• Requirements: Turn the rows, from the line containing "A rule for this batch: each instance of the soft" to the last line of the rows, into a JSON list of strings. Include both end lines, give one string per line, and skip any blank lines.

• Data shown:
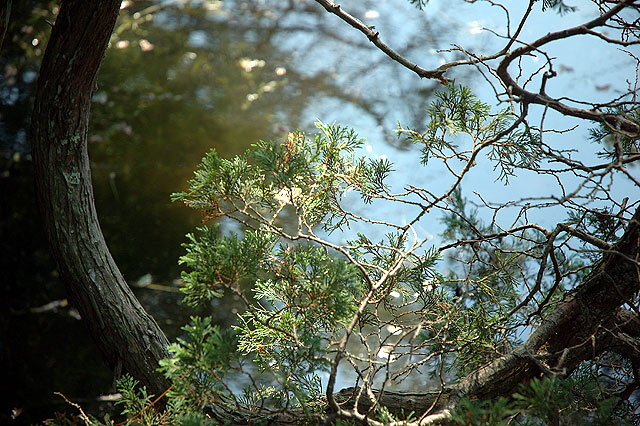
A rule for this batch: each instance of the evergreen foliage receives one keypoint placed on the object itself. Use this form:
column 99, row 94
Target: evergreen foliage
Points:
column 390, row 308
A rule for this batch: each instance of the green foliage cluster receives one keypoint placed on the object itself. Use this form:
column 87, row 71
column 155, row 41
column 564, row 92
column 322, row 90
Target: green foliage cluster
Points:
column 383, row 306
column 544, row 401
column 456, row 111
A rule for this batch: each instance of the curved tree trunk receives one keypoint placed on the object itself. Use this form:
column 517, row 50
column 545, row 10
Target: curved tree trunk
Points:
column 5, row 13
column 127, row 336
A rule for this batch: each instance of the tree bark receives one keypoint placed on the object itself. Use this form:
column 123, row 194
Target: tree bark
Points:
column 5, row 13
column 128, row 337
column 588, row 323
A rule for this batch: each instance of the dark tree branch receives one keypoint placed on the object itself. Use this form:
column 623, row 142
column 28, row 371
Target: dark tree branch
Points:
column 127, row 336
column 374, row 37
column 616, row 121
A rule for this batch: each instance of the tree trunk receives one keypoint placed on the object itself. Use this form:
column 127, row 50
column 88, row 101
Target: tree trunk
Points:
column 128, row 337
column 5, row 12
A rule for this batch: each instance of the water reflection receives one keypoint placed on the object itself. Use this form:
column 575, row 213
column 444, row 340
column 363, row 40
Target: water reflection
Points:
column 179, row 78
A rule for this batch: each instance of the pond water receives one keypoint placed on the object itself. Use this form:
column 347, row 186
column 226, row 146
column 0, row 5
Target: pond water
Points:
column 179, row 79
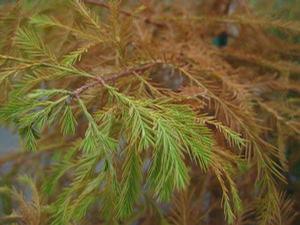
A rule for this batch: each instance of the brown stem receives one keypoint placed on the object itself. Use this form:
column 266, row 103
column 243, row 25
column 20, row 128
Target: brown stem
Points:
column 113, row 77
column 104, row 5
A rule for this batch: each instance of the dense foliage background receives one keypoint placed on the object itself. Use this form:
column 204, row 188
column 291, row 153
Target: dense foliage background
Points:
column 150, row 112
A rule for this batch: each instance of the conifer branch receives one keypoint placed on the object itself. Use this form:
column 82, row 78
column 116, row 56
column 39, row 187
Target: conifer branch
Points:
column 105, row 79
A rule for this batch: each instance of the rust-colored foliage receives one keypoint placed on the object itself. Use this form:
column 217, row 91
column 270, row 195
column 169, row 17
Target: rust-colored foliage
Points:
column 150, row 112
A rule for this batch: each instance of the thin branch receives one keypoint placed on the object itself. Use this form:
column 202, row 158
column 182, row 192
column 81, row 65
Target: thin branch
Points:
column 113, row 77
column 124, row 12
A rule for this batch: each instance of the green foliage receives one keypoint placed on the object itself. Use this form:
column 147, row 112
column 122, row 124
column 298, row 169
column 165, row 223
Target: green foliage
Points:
column 119, row 142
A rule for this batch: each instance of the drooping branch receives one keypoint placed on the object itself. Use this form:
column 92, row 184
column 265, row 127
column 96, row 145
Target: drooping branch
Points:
column 103, row 80
column 126, row 13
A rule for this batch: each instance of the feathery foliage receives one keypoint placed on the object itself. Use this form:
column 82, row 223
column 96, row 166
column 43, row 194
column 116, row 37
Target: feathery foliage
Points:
column 144, row 119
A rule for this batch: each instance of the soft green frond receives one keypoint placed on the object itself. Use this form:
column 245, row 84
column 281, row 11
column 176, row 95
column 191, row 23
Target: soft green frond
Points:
column 29, row 41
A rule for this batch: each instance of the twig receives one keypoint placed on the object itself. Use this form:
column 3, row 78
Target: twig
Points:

• Solution to this exercise:
[
  "A rule for this batch: each instance of the soft green frond receives one keypoint placed on the object itself. Use this form:",
  "column 245, row 84",
  "column 281, row 11",
  "column 176, row 95",
  "column 191, row 23",
  "Target: soft green frond",
  "Points:",
  "column 29, row 41",
  "A rule for this batch: each instance of the twig receives one keypoint placed on the object itself. Use this form:",
  "column 3, row 78",
  "Target: twig",
  "Points:"
]